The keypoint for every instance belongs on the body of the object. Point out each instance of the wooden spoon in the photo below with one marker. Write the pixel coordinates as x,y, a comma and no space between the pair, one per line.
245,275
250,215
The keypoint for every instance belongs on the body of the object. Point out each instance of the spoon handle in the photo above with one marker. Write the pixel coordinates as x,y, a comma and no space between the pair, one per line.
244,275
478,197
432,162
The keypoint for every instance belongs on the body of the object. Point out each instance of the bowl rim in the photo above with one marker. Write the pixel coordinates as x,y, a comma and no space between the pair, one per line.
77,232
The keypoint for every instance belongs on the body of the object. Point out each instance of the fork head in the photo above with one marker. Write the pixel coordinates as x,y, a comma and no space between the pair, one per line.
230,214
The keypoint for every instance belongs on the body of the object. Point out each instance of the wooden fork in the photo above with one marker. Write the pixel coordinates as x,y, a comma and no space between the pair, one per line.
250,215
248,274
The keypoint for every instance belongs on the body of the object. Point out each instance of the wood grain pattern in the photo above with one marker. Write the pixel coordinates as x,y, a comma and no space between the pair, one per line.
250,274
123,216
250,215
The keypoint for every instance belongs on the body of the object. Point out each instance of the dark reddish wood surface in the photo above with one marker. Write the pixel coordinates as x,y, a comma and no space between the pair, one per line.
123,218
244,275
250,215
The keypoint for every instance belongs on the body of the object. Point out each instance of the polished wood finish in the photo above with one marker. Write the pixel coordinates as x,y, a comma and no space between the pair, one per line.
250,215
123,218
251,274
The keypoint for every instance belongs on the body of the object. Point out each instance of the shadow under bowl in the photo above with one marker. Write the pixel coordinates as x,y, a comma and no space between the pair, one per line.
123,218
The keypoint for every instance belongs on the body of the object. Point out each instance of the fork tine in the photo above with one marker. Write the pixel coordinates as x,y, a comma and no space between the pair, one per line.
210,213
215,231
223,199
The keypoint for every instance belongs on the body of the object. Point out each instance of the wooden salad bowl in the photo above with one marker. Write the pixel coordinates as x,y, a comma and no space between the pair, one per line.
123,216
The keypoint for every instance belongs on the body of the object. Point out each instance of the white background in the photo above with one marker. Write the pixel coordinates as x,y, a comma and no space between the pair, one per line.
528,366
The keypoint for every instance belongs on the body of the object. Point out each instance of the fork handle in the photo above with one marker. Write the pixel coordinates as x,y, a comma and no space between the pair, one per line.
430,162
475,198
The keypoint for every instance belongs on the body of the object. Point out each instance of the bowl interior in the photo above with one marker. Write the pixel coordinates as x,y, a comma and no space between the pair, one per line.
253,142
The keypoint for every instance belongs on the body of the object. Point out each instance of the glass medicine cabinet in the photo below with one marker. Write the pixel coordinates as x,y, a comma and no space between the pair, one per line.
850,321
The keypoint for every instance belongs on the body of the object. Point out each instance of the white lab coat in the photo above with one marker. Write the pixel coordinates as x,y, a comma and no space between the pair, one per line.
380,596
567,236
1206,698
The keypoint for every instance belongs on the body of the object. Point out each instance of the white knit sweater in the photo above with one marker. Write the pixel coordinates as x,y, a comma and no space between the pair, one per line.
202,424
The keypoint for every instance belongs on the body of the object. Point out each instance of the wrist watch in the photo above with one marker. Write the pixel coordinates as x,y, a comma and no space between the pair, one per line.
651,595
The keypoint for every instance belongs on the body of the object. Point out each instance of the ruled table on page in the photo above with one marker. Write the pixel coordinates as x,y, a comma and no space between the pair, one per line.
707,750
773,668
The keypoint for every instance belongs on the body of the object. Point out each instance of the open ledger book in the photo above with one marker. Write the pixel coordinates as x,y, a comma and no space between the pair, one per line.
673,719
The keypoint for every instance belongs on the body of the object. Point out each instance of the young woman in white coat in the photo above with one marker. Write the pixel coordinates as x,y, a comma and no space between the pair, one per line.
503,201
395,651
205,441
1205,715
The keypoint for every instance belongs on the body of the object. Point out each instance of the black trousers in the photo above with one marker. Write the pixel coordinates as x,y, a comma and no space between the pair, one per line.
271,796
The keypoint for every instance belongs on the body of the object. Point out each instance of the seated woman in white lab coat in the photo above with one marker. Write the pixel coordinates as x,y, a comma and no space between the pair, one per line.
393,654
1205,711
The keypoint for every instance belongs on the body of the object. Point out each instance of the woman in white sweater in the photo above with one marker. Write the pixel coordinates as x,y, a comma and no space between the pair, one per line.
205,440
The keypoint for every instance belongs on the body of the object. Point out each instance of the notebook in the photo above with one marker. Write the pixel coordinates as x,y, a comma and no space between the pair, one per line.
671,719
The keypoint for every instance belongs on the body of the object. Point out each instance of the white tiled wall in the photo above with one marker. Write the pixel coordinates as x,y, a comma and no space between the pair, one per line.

▶ DIRECTION:
Print all the data exactly.

▶ EXERCISE RESPONSE:
The keypoint for every instance belongs on the body of the object. Point out each instance of the wooden spoon in the photo below with one marker. Write the pixel coordinates as x,y, a comma and no space between the pair, one per line.
245,275
250,215
The keypoint for every instance belongs on the body of the object. Point out each instance of the spoon handle in the photo above with one marker. Write the pixel coordinates as x,y, a comma and no space between the pair, one per line.
244,275
478,197
432,162
The keypoint for every instance belongs on the body of the object. Point out each instance of the bowl rim in the photo above with one marker. Write the pixel coordinates as x,y, a comma and no space between the pair, one per line.
77,232
The keypoint for every instance belongs on the body of the object. Point out each instance of the fork head in the photo above with one marker. Write the pixel coordinates as x,y, a comma and no space between the pair, one per line.
230,214
The keypoint for every instance belongs on the body of the object. Point out each instance of the wooden fork in the photo above with one marker. Write the pixel coordinates as x,y, a comma and no space between the pair, one per line.
250,215
248,274
The keypoint for every instance belongs on the body of the object. Point out each instance of the wood grain pattern in the photo above with one marker. Write the pixel coordinates as x,y, a comma and no space between the pair, one per line.
250,274
123,216
250,215
The keypoint for every instance belongs on the body of the object. Point out each instance of the dark reddish wood surface in the photo above with one marker. Write the pixel coordinates as x,y, a comma and no space between the pair, one per line.
123,218
244,275
250,215
The keypoint for every instance belongs on the body of the object. Point out each instance of the polished wood finish in the photo above with one marker. Write the pixel coordinates as x,y, a comma and no space between the pair, one per line.
250,215
123,218
251,274
The keypoint for every instance belongs on the body of the object. Point out each instance of the shadow under bowl in the photo above with one marker. Write the pixel coordinates as x,y, a comma and no space between the pair, one per line.
123,218
The keypoint for every instance belongs on the body of the object. Point out each instance of the fork tine in the photo above with one marker. Write the pixel coordinates as x,y, a comma and no space between the pair, one per line.
210,213
215,231
223,199
The keypoint for every instance belongs on the body of the object. Point out each instance of the wooden salad bowl in the photo above with one marker. Write the pixel coordinates as x,y, a comma and no space between the pair, one per line.
123,216
The keypoint for every instance belongs on the body of the object. Point out each instance of the white background in the photo above with one marker. Write the pixel coordinates as x,y, a comma and no space between the pair, one per line.
528,366
The keypoint for every instance belongs on the body of the object. Point out each instance of the fork handle in the photo above with one marker. Write the pixel coordinates as x,y, a comma and no space between the pair, one per line.
430,162
475,198
The keypoint for every instance belongs on the body of the object. Point out each instance of the bowl interior in the photo above with one marker. Write the pixel coordinates as x,y, a comma and no space between the pair, one per line.
253,142
The keypoint for every instance belongs on the body of the object. Point out each instance of the glass medicine cabinet in the photo below with one marker. Write the pixel coordinates as x,y, a comma and no space between the pair, one per line.
850,321
The keypoint for every instance belongs on the body of the object. Point out each instance of the white lab coat in the photo above with one marker. Write the pixel coordinates as x,y, a comma and no space between the pair, one per line.
380,596
567,236
1206,698
The keypoint for every instance belongs on the body of the object. Point out each instance of the white knit sweater in the photo above with one marker. Write the pixel coordinates as x,y, a comma and no space between the pair, one per line.
202,424
The keypoint for every instance belongs on the body of the object. Point out each instance of the wrist watch in the photo above with one marker. Write the pixel coordinates as x,y, a comma and no space between the pair, one per line.
651,595
The keypoint for every instance belongs on the body of the object. Point out each instance of the ruled table on page in the photo above with one marker. Write the pixel coordinates as x,y, a comma and no space between the pair, one per line.
707,750
773,668
The keypoint for every instance belongs on the body of the object. Point out each instance of the open ledger book in the photo above with one marker. Write the pixel coordinates as x,y, a comma and no space between the pair, one per line.
673,719
The keypoint for every instance belongs on the body of the object. Point out each instance of the young woman in white coat in the photo above with one marker. Write the pixel coordinates as x,y, a comma and no space between the pair, one per line.
503,201
395,651
205,441
1205,715
The keypoint for every instance belongs on the body of the object. Point out each instance of the black trousers in the photo above with one marker. Write the pixel coordinates as x,y, a comma and no space between the pair, one per line.
271,796
The keypoint for every instance belongs on the body of the object. Point out each instance of the seated woman in white lab coat in the photo above with one marker. Write the pixel coordinates as x,y, a comma and no space between the pair, one per line.
393,654
1205,711
The keypoint for every instance belongs on the body of the object. Point out each instance of the woman in white sweater in the photo above with one marker. Write the pixel coordinates as x,y, a comma and no space between the pair, one per line.
205,440
The keypoint for every instance belongs on the body of the object. Point out each instance of the notebook in the photo above with one marker. Write the pixel coordinates as x,y, a comma and no space between the pair, one per line.
671,719
The keypoint for every instance belongs on the body of the object. Point out each instance of the white tiled wall in the photo above with one marker. Write the pixel coordinates as x,y, a comma and no space between the pair, one per line.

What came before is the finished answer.